- Provided text:
○ ○ ○ ○

More women than men are now participating in the U.S. labor market, with their numbers significantly increasing in the construction, hospitality, and healthcare industries.
So reports the Department of Labor in its latest jobs numbers, noting that in December women overall held 50.04 percent of the nation’s jobs, an advantage of more than 109,000 paid positions nationally over men.
The larger employment picture for the last month of 2019 showed the creation of 145,000 new jobs, adding to what is now a solid decade of employment growth.
That ongoing growth, notes the Wall Street Journal, comprises the “longest stretch in 80 years of record keeping.”
New healthcare jobs for all of 2019 were in excess of half a million, with the hospitality industry adding 284,000 new jobs. New construction jobs were smaller, but at around 170,000, still strong.
Smaller gains of 75,000 and 62,000 were posted respectively in the manufacturing and transportation industries.
The growing number of women workers in construction jobs comes as the industry has increasingly reached out to them to fill a record high number of vacancies.
According to a Bureau of Labor Statistics report released last year, the total percentage of women in the nation’s construction industry is now at around 10 percent.
While women carpenters and electricians makeup less than 4 percent of those professions, they comprise around 8 percent in the construction management sector, and 14 percent of the nation’s building inspectors.

○ ○ ○ ○

- Input data:
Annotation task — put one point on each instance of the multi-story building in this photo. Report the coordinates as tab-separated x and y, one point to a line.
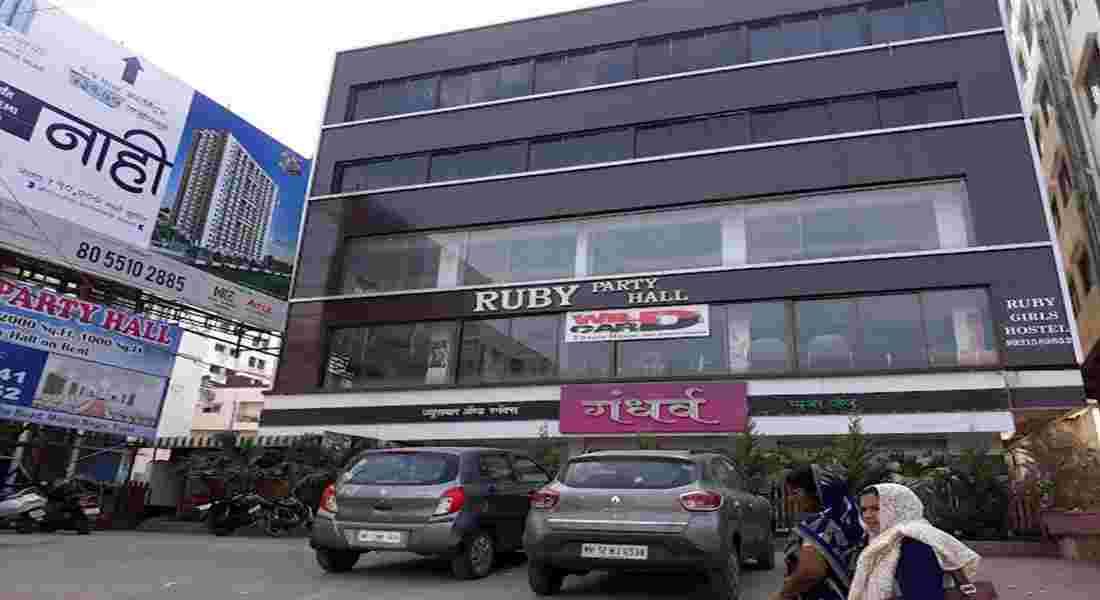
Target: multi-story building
663	216
19	14
1058	62
226	199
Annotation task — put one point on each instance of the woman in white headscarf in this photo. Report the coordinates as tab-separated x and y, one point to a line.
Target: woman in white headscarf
906	556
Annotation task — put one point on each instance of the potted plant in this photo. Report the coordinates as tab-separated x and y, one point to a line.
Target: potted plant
1066	476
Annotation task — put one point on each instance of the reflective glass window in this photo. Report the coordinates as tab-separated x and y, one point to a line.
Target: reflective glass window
889	20
525	253
960	328
759	337
924	106
657	242
516	349
845	29
391	355
699	356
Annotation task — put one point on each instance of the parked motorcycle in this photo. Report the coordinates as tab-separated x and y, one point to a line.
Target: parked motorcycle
287	514
22	503
240	510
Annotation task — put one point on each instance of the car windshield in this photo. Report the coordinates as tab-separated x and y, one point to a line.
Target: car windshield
630	473
404	469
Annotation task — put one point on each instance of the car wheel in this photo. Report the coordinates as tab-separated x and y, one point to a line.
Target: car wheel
545	580
475	559
726	580
336	560
767	558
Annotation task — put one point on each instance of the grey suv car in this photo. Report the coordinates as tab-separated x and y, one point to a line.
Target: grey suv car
650	511
464	503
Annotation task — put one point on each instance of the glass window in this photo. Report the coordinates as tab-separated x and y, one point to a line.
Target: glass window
892	334
521	253
589	149
585	360
385	173
527	471
855	224
515	80
926	18
398	262
391	355
629	473
844	29
889	21
766	42
728	130
655	242
790	122
419	95
758	337
672	138
925	106
495	468
677	357
394	468
509	349
959	327
802	35
854	115
483	162
826	335
454	90
582	69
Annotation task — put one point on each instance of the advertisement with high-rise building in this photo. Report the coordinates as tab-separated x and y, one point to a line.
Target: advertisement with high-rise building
112	166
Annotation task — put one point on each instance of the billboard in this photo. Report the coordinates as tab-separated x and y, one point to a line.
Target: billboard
112	166
78	364
627	324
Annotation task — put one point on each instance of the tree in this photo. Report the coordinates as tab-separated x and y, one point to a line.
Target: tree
756	465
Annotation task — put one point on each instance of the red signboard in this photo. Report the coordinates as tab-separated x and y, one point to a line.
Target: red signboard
653	407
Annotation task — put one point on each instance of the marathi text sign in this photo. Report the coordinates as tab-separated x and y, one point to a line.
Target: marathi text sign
74	363
627	324
653	407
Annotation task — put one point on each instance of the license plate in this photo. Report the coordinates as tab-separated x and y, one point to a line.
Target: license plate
614	551
367	537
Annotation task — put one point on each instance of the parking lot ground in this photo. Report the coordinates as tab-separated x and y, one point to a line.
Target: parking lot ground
151	566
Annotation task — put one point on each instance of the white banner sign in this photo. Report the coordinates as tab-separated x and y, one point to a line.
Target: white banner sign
114	167
630	324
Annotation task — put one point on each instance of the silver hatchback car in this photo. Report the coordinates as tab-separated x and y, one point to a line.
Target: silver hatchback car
468	504
647	511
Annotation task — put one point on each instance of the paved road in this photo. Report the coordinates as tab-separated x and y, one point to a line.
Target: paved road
152	566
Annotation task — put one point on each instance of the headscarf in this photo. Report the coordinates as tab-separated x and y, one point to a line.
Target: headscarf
836	533
901	515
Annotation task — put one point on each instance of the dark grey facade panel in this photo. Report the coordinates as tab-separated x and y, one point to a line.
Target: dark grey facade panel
979	66
583	29
993	157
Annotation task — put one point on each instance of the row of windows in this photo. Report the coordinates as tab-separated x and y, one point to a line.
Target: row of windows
766	124
899	331
871	23
818	226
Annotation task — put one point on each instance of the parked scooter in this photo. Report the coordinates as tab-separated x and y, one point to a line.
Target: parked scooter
23	503
240	510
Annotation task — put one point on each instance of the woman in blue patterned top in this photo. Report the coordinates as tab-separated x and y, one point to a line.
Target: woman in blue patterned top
821	556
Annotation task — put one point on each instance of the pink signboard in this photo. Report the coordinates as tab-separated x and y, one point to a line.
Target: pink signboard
653	407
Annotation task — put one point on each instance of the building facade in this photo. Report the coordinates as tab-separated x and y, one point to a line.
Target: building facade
1057	57
661	218
226	199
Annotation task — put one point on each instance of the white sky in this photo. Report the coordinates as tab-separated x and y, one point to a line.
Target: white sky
270	61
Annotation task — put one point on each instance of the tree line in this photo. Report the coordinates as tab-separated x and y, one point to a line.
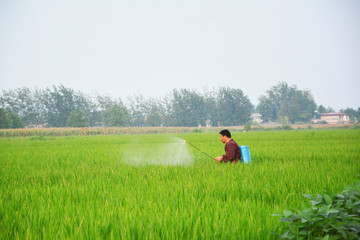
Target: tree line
60	106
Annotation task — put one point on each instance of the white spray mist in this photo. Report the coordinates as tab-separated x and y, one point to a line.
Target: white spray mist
171	153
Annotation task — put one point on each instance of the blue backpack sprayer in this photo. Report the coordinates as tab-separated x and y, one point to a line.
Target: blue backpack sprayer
244	150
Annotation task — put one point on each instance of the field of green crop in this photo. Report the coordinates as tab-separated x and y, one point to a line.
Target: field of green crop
156	187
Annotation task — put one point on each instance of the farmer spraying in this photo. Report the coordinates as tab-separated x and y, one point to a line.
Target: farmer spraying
232	150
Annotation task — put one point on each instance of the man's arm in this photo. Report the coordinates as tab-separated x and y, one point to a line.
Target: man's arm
229	152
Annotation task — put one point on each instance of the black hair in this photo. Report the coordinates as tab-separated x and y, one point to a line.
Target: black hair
225	132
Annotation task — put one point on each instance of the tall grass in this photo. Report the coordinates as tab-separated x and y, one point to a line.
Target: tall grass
83	188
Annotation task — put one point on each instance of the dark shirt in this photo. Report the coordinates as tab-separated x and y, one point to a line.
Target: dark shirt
232	152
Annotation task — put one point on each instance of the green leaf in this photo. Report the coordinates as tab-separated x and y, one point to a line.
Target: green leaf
328	199
348	204
326	237
332	211
319	198
315	202
284	220
277	215
309	196
287	213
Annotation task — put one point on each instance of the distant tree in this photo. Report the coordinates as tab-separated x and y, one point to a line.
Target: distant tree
353	113
26	104
155	113
234	108
78	119
61	101
8	119
282	100
111	112
116	116
4	121
137	108
322	109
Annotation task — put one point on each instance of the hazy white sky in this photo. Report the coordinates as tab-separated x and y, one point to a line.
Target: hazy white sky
151	47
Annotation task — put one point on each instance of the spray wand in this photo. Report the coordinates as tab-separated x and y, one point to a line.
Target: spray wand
199	149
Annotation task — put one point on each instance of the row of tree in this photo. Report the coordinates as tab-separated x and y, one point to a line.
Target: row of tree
60	107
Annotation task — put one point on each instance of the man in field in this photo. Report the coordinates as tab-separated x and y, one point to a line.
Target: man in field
232	150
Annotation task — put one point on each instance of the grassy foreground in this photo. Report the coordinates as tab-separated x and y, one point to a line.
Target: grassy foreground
86	187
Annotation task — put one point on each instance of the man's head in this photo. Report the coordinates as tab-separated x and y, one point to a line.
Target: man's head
225	135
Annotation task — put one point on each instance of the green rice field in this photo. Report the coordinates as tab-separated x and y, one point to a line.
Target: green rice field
155	186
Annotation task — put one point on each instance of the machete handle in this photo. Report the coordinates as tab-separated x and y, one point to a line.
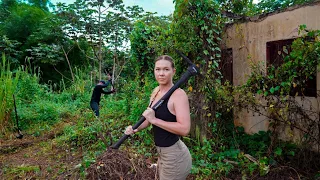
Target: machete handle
125	136
191	71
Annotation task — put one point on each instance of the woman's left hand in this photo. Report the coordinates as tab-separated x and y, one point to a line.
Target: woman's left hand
149	114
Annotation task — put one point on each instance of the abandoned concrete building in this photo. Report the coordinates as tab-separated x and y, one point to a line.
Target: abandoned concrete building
260	39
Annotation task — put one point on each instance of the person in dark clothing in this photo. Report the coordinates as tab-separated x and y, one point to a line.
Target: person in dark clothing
169	123
96	95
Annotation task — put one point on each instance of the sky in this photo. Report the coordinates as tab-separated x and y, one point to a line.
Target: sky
162	7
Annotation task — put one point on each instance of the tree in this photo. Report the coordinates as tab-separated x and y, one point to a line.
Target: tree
105	25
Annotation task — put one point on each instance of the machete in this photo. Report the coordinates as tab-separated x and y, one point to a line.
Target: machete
191	71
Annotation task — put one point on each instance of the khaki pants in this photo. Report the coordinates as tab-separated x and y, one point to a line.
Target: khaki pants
174	162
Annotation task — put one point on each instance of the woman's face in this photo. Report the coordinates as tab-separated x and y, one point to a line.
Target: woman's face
164	72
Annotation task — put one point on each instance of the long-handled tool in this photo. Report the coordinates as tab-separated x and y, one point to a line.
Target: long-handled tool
191	71
19	135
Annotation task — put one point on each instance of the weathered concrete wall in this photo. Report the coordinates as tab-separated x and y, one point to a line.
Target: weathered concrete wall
248	41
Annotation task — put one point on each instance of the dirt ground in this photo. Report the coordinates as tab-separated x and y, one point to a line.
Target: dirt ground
40	158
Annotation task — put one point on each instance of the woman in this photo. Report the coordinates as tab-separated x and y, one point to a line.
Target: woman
171	121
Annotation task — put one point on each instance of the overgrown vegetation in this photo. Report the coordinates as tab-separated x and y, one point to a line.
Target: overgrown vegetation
57	104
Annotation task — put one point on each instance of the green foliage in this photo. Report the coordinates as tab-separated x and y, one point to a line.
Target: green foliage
9	47
8	84
22	22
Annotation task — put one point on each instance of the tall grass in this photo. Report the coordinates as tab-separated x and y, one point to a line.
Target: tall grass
8	85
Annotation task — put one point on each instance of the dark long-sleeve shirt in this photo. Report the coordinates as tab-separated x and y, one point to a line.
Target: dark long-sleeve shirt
98	89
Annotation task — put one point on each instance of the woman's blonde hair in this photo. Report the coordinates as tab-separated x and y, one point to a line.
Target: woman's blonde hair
165	57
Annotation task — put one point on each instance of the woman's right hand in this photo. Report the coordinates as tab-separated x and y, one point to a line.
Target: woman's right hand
130	131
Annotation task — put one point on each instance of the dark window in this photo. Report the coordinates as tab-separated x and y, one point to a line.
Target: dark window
226	65
276	52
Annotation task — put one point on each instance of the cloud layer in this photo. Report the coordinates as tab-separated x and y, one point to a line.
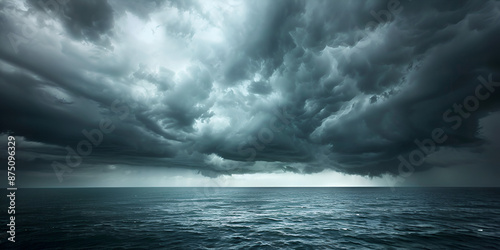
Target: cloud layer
245	86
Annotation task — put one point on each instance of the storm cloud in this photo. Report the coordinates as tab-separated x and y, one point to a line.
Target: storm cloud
236	87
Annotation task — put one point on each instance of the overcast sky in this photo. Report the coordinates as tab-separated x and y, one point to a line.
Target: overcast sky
251	93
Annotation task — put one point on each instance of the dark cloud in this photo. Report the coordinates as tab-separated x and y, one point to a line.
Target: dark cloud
250	87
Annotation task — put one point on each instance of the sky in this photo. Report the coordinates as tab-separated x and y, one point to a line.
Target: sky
251	93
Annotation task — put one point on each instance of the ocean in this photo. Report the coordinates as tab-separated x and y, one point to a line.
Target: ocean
256	218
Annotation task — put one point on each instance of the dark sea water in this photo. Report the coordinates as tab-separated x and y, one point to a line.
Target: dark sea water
256	218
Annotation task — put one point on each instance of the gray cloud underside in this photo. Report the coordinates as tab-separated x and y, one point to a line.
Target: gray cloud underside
297	86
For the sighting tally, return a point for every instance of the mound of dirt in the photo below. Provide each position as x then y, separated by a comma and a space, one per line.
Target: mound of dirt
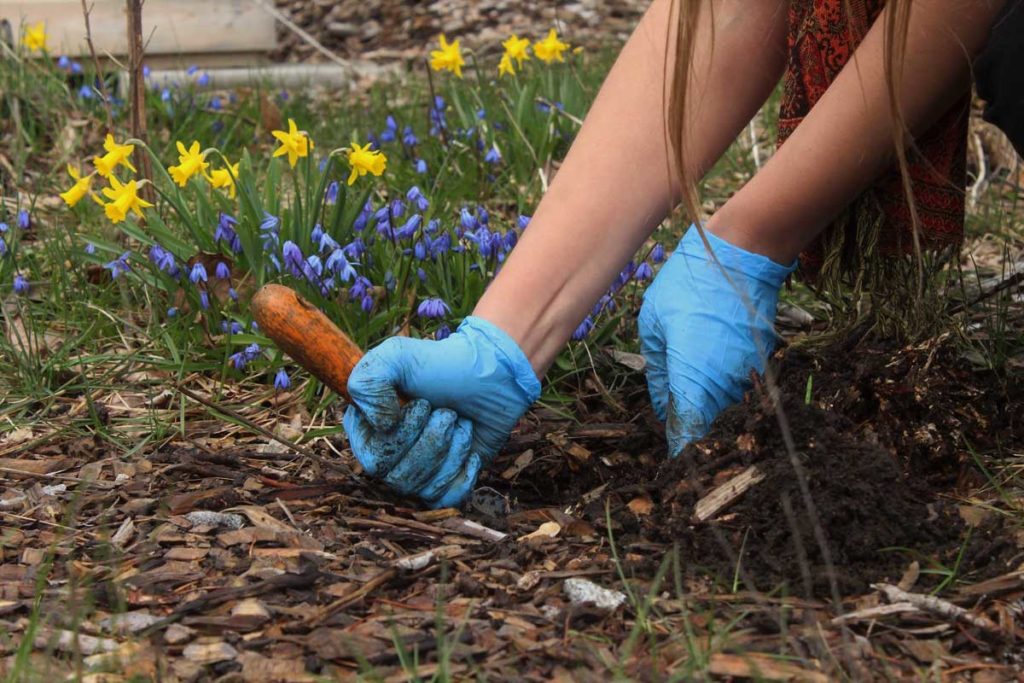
883, 451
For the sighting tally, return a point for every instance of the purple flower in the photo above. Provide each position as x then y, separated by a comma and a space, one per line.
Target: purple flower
20, 284
415, 195
338, 264
433, 307
657, 253
225, 232
293, 258
467, 220
408, 230
118, 265
198, 273
584, 330
332, 193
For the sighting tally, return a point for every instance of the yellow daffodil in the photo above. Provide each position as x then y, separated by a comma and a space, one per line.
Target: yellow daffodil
550, 49
224, 177
364, 160
516, 48
190, 163
449, 57
35, 37
124, 198
505, 66
294, 142
79, 189
116, 154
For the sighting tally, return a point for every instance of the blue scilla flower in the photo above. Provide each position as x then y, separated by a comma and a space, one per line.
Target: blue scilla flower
163, 259
198, 273
432, 307
118, 265
293, 257
338, 264
410, 227
584, 330
354, 249
415, 195
22, 285
397, 209
359, 288
657, 253
467, 220
225, 232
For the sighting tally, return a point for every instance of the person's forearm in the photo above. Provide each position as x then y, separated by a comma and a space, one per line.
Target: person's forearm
614, 185
847, 139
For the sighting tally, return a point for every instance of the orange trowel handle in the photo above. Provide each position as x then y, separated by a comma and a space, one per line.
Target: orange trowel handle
304, 333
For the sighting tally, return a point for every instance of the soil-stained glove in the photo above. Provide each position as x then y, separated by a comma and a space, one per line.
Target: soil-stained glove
469, 391
704, 327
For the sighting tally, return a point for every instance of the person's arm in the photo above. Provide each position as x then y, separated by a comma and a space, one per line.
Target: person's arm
847, 139
614, 186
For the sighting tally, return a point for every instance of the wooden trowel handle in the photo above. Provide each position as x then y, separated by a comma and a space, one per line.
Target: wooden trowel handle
303, 332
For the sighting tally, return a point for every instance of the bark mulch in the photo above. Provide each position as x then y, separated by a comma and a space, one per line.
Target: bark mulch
254, 563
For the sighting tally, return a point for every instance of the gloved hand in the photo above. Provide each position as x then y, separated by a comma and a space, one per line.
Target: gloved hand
701, 335
469, 391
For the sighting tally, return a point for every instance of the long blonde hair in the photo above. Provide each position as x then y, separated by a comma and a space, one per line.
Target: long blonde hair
896, 16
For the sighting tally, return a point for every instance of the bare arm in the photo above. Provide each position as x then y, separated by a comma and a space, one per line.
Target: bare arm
613, 187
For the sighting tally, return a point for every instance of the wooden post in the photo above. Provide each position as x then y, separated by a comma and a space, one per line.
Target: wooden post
137, 89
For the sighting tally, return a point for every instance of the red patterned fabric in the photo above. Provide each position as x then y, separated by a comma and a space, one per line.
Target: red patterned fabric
823, 35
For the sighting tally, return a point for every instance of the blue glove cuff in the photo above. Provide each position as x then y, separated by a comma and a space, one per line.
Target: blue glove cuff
515, 359
731, 257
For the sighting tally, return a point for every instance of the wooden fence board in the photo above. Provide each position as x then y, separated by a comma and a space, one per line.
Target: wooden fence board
170, 27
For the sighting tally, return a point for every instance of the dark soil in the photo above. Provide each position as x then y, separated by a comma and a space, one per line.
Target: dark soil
881, 447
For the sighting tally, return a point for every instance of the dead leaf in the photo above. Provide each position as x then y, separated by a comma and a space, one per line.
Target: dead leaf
641, 505
545, 530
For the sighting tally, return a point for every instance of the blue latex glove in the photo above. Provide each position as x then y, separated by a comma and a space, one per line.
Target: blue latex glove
701, 335
469, 390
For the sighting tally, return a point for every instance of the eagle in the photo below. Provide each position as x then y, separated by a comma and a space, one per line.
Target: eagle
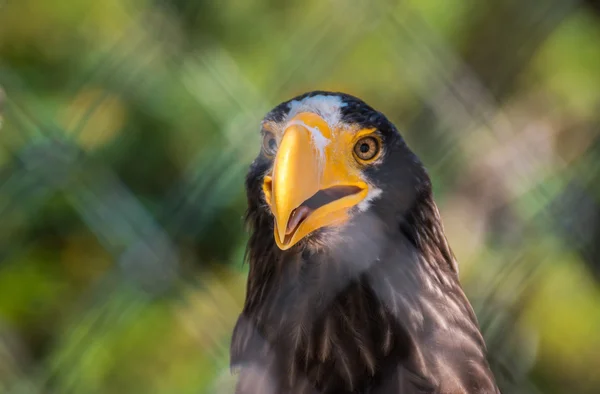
352, 286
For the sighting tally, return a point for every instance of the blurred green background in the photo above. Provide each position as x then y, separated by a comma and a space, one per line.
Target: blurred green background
127, 127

○ ○ ○ ○

- Assignment:
Copy the passage on women in the U.S. workforce word for word, everything from "New healthcare jobs" down to "number of vacancies.".

- Your solution:
New healthcare jobs for all of 2019 were in excess of half a million, with the hospitality industry adding 284,000 new jobs. New construction jobs were smaller, but at around 170,000, still strong.
Smaller gains of 75,000 and 62,000 were posted respectively in the manufacturing and transportation industries.
The growing number of women workers in construction jobs comes as the industry has increasingly reached out to them to fill a record high number of vacancies.